» WHAT THE TASK ASKS:
Starting at the line that contains "For the benchmark, drop one pin per instance of the stone" and ending at the end of the data, repeat those lines word for word, leaving out the pictures.

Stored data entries

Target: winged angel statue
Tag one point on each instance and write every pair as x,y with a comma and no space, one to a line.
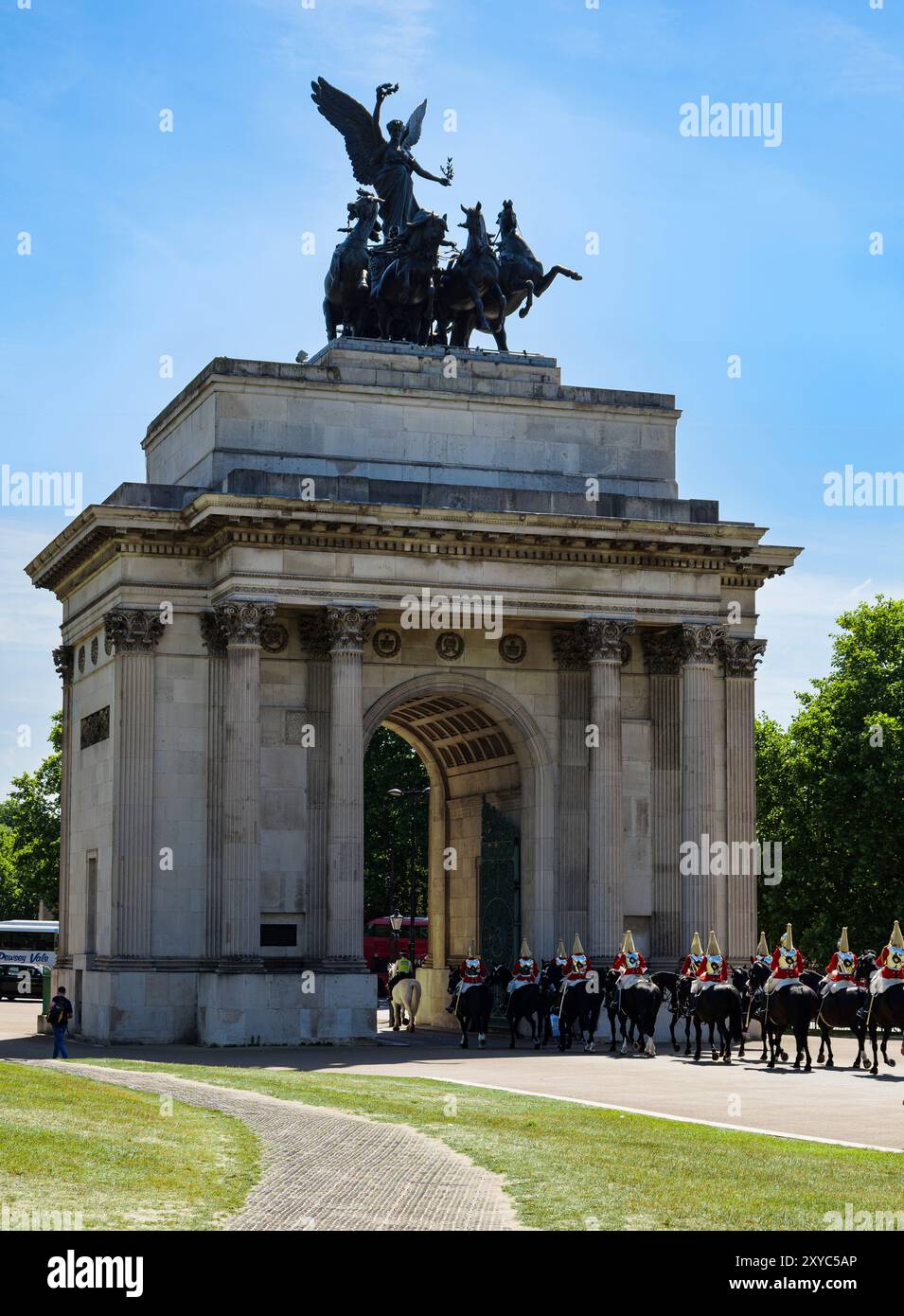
384,165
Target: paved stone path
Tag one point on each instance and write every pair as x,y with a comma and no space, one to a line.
326,1170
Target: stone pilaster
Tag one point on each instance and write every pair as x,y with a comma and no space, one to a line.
662,650
739,658
349,628
699,888
573,910
64,662
133,634
606,648
314,638
241,624
215,643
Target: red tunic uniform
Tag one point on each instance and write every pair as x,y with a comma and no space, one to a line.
621,965
576,972
835,970
522,974
786,972
886,969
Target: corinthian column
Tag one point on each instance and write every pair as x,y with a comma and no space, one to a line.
739,658
662,650
133,634
571,906
314,638
241,624
345,900
215,643
699,895
604,641
63,661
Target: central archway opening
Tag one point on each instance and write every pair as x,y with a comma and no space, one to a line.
454,853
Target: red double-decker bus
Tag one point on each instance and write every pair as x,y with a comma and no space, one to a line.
381,945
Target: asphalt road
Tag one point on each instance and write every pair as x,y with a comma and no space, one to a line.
841,1106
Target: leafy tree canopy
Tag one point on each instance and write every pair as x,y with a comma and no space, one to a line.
395,829
29,836
830,789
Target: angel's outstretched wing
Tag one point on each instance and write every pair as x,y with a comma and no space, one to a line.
412,133
363,140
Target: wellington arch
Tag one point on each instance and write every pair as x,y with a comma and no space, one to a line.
235,631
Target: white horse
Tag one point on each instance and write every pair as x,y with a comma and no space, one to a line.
404,1003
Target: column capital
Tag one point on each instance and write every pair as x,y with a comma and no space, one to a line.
64,662
132,631
349,628
604,638
739,657
700,643
313,634
569,649
664,651
242,620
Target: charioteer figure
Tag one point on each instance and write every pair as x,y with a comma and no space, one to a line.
841,970
471,972
525,971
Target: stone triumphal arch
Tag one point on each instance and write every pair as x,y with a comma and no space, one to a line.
236,628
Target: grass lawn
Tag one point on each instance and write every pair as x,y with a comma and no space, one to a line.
71,1145
576,1167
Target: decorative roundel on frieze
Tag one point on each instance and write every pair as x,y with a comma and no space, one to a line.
387,643
274,637
512,648
451,647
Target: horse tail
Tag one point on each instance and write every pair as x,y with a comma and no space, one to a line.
736,1020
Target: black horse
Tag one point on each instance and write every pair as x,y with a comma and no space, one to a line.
886,1012
792,1007
472,1008
404,293
550,991
718,1005
523,1003
675,992
464,284
347,300
839,1009
636,1005
522,277
579,1005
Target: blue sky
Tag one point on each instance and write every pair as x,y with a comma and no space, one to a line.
189,243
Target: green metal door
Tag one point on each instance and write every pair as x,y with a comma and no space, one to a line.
499,897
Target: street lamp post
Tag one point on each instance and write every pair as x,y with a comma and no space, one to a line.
398,793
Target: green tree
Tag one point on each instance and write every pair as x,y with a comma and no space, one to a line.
29,836
395,829
830,789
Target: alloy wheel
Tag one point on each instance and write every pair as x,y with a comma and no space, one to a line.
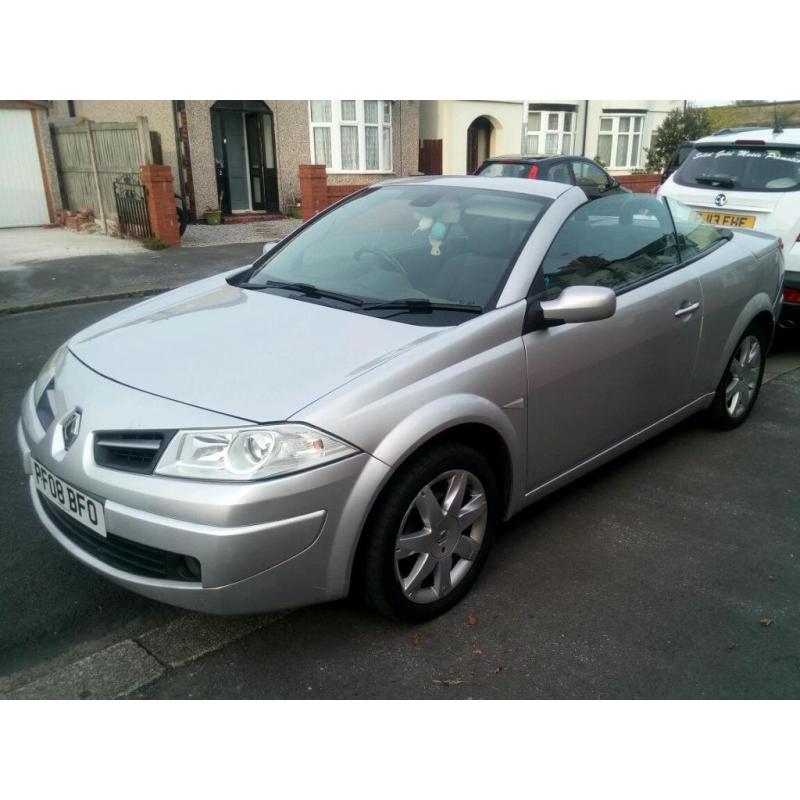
440,536
745,370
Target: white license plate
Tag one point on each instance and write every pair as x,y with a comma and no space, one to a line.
69,499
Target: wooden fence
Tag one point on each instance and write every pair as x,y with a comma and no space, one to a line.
90,156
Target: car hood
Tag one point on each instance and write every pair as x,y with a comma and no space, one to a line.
249,354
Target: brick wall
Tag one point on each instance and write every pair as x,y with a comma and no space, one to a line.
316,194
157,180
640,183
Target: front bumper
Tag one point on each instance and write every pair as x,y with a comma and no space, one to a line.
261,545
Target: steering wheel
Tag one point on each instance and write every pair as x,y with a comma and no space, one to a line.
388,258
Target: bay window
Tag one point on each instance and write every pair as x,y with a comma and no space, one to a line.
619,141
351,135
550,132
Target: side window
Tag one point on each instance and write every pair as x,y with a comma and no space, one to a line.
695,236
589,175
559,173
612,241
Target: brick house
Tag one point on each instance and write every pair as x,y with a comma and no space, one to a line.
243,155
462,133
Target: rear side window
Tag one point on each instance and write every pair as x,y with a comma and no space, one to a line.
589,175
746,168
613,241
695,236
498,169
559,173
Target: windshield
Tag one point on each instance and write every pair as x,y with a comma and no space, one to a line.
426,243
504,169
747,168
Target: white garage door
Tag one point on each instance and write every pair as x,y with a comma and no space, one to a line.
22,198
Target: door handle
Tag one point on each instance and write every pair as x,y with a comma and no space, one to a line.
684,310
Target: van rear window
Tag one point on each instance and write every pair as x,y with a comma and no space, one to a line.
746,168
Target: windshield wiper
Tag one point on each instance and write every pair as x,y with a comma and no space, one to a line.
422,304
308,289
721,180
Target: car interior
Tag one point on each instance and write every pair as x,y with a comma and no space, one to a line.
611,242
442,246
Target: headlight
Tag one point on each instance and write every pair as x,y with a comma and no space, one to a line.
49,370
246,454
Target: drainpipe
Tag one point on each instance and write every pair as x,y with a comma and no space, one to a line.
585,124
176,131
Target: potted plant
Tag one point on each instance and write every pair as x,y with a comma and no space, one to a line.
295,209
212,216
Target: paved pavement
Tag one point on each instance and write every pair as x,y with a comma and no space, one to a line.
238,233
20,246
63,281
672,572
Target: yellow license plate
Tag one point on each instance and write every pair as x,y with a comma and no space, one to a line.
728,220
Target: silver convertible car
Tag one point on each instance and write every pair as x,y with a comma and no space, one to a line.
362,407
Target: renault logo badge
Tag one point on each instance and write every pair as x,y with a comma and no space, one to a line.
71,428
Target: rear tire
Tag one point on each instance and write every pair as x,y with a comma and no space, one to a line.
738,390
430,535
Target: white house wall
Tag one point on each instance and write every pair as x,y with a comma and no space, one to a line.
449,120
656,110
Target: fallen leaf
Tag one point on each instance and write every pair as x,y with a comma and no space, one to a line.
447,681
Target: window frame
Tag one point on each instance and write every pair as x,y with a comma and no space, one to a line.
544,130
337,123
615,133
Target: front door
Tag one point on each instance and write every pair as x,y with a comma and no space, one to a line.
591,385
478,143
236,160
261,156
244,152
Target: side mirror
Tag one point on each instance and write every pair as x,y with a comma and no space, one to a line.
574,304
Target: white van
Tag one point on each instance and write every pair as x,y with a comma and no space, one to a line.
748,179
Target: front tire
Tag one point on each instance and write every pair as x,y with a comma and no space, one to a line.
738,390
431,533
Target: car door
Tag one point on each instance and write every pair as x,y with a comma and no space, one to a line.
592,385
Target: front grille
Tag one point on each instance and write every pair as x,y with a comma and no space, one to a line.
44,409
130,451
123,554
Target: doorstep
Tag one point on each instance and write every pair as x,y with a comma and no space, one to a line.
233,219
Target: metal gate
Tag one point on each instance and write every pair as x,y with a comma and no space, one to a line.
130,199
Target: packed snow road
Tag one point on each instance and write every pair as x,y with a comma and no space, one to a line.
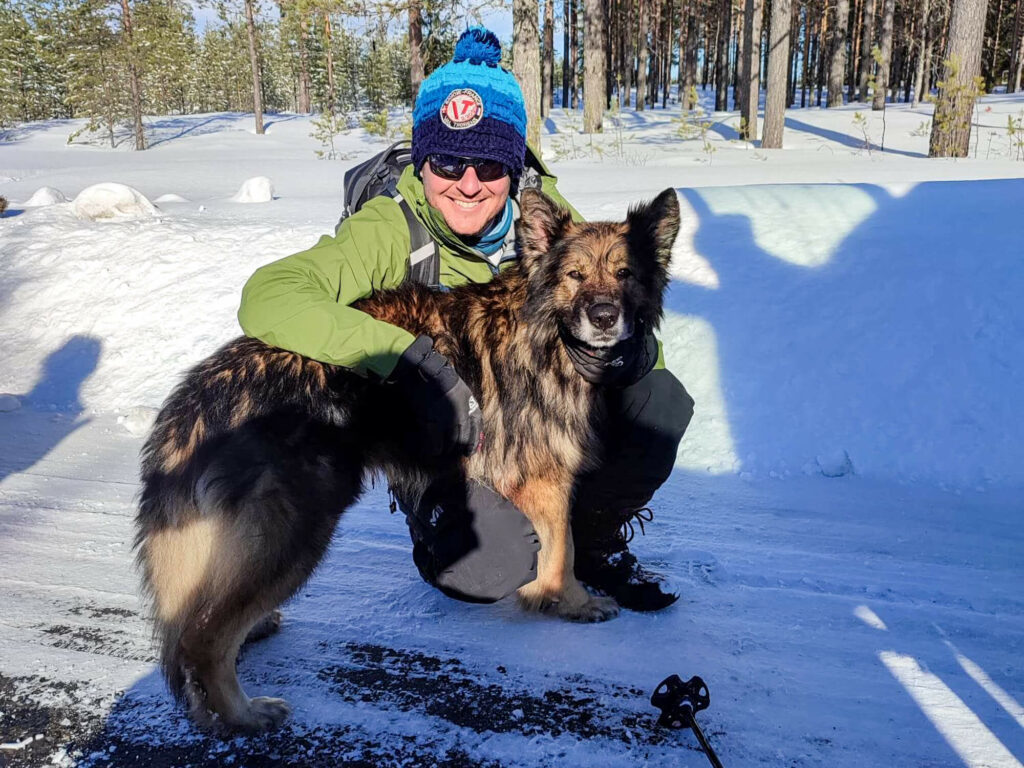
844,523
837,624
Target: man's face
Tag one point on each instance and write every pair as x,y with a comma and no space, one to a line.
468,205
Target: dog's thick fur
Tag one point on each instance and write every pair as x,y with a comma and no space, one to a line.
258,451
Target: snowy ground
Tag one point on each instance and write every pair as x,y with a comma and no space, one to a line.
844,524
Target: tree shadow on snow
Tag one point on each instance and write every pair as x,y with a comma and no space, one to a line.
845,138
65,371
904,341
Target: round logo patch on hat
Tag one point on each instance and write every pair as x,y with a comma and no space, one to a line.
463,109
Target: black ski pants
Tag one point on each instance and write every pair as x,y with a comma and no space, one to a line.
474,545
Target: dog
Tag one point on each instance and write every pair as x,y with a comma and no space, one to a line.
258,451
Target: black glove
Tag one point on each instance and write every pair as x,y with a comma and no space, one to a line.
442,402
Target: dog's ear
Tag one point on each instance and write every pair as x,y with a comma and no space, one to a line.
541,222
656,224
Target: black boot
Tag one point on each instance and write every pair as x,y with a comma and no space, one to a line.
604,562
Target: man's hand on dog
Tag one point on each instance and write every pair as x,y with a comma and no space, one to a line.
443,404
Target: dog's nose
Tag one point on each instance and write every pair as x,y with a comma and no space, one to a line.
603,315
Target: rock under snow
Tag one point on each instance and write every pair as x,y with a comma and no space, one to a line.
835,464
255,189
138,420
45,196
171,198
112,202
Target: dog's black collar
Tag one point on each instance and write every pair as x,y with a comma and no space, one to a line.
617,366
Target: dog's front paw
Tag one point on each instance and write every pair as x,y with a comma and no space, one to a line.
594,609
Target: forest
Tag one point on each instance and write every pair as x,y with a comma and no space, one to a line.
116,61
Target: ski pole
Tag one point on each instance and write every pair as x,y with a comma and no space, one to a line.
679,702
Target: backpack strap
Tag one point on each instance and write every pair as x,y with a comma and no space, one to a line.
424,255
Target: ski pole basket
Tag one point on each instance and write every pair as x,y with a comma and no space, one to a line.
679,702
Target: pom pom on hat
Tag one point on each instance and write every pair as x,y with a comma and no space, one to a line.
478,45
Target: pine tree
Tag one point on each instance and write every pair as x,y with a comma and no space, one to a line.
594,77
960,86
526,64
776,95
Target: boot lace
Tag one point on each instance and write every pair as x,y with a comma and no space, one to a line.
641,516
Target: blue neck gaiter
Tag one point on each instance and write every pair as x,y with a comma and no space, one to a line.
493,238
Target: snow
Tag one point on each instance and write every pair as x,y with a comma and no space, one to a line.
256,189
45,196
112,202
844,523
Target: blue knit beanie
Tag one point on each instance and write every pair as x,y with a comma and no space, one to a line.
472,107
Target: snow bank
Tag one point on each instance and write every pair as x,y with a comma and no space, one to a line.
45,196
112,202
256,189
171,198
9,402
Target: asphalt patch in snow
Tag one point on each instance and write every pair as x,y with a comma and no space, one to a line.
444,688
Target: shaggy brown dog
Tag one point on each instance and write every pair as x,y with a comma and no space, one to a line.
257,453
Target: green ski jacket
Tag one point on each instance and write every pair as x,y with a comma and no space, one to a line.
302,302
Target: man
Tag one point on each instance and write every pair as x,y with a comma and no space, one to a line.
469,161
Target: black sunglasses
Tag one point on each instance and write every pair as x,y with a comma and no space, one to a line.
452,168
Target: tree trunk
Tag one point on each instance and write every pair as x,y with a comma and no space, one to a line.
547,77
1016,57
854,62
838,72
885,68
305,86
923,43
866,61
416,67
573,53
808,55
667,59
644,55
778,67
794,61
722,55
951,124
992,76
133,79
629,51
690,79
594,83
751,70
329,49
526,65
254,62
565,53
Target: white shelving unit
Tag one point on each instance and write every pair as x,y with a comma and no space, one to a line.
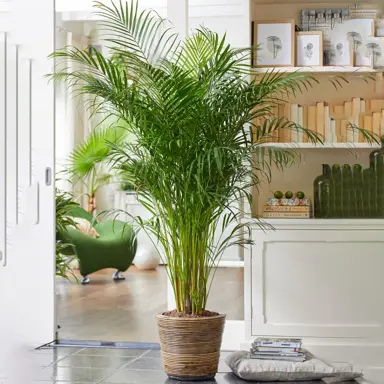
325,69
322,146
316,278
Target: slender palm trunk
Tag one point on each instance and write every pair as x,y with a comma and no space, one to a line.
91,203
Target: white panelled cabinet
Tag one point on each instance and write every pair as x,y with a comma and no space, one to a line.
320,280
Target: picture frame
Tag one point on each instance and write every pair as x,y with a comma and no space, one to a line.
340,54
309,49
274,43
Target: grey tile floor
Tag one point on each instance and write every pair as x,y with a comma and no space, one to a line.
70,365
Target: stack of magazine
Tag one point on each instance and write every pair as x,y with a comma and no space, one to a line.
278,349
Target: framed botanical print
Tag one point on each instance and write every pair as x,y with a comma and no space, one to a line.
340,53
274,43
309,49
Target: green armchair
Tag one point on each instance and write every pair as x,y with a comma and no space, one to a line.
115,248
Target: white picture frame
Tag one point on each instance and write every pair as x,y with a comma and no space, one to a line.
309,49
341,53
274,43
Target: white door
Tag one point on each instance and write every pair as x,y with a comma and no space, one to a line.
27,208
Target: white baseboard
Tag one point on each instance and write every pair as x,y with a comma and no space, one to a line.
225,264
234,334
231,264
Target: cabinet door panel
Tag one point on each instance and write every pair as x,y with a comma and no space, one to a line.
318,283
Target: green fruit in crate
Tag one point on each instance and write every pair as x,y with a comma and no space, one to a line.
288,195
278,195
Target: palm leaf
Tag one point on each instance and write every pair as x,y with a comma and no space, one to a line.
192,110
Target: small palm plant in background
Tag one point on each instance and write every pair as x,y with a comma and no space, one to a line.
200,118
88,163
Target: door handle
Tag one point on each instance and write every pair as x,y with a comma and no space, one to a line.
48,176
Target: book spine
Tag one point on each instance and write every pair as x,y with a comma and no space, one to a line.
368,123
305,122
361,125
382,122
344,131
327,119
333,131
294,119
339,136
312,123
300,118
320,119
376,123
274,116
349,117
287,215
281,112
287,131
356,110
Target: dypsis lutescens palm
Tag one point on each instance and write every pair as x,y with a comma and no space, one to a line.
88,161
192,107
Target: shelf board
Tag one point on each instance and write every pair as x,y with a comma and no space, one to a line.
325,145
325,69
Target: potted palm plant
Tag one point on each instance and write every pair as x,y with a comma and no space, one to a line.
88,162
200,118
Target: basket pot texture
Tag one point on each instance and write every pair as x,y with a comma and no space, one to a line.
190,347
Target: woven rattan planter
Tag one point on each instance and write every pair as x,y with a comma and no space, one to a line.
191,346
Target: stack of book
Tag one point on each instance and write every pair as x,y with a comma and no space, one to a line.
278,349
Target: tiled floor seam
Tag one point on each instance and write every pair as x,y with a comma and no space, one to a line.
62,358
123,366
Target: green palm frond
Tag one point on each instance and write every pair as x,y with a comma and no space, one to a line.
200,126
94,150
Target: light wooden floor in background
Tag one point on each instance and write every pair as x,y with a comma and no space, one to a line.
125,311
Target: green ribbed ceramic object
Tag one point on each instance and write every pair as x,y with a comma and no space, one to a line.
322,193
347,190
336,192
357,173
376,160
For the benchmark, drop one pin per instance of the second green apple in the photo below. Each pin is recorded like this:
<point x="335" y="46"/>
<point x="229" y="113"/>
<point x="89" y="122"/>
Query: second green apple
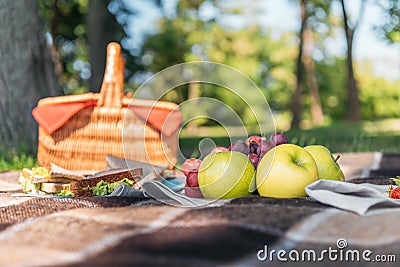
<point x="328" y="168"/>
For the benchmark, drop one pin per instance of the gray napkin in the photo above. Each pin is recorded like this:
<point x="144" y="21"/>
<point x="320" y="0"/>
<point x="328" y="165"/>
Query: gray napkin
<point x="358" y="198"/>
<point x="162" y="193"/>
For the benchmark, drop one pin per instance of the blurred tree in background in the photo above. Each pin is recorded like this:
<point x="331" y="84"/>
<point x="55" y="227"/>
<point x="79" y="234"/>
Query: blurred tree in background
<point x="26" y="74"/>
<point x="78" y="32"/>
<point x="310" y="92"/>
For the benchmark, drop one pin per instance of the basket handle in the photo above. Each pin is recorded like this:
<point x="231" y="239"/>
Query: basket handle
<point x="111" y="92"/>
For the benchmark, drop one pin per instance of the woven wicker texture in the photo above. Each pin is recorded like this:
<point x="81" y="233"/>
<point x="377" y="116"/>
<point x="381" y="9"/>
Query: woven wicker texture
<point x="83" y="142"/>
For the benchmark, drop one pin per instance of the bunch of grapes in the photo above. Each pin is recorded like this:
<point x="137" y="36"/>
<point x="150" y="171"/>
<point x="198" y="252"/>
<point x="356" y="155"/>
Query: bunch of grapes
<point x="255" y="147"/>
<point x="190" y="169"/>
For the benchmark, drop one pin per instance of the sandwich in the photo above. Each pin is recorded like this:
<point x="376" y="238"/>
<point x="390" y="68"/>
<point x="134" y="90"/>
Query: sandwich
<point x="61" y="182"/>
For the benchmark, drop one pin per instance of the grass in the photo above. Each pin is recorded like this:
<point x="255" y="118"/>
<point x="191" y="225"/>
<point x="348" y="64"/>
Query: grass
<point x="14" y="161"/>
<point x="339" y="137"/>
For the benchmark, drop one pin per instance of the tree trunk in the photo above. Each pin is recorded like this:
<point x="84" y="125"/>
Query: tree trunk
<point x="296" y="103"/>
<point x="26" y="73"/>
<point x="353" y="104"/>
<point x="102" y="29"/>
<point x="316" y="107"/>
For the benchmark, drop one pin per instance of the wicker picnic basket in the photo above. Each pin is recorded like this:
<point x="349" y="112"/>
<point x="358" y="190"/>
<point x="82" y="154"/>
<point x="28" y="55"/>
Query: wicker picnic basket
<point x="108" y="128"/>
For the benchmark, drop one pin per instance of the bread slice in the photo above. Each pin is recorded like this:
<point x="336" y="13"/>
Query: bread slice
<point x="80" y="188"/>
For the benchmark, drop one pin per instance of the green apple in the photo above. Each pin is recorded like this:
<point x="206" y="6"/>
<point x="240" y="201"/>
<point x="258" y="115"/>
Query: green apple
<point x="328" y="168"/>
<point x="285" y="171"/>
<point x="226" y="175"/>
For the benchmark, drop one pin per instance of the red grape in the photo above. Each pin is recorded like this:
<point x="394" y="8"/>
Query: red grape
<point x="190" y="164"/>
<point x="253" y="139"/>
<point x="278" y="138"/>
<point x="239" y="146"/>
<point x="193" y="192"/>
<point x="264" y="147"/>
<point x="192" y="179"/>
<point x="254" y="158"/>
<point x="219" y="149"/>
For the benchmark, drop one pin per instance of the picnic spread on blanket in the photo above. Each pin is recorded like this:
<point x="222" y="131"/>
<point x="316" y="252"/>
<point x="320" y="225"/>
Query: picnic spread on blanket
<point x="82" y="137"/>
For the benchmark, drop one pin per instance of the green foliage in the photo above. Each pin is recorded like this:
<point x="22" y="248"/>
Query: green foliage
<point x="65" y="25"/>
<point x="380" y="98"/>
<point x="390" y="27"/>
<point x="14" y="161"/>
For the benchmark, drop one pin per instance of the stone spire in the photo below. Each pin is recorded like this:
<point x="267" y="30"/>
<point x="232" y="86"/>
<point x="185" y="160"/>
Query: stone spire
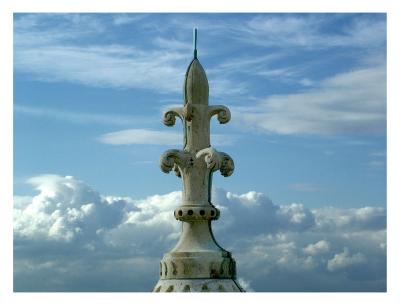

» TASK RESPONSE:
For the benchmark, drop one pin per instance of the stone spire in the photo below. Each pin is recorded like this:
<point x="267" y="30"/>
<point x="232" y="86"/>
<point x="185" y="160"/>
Query: stone spire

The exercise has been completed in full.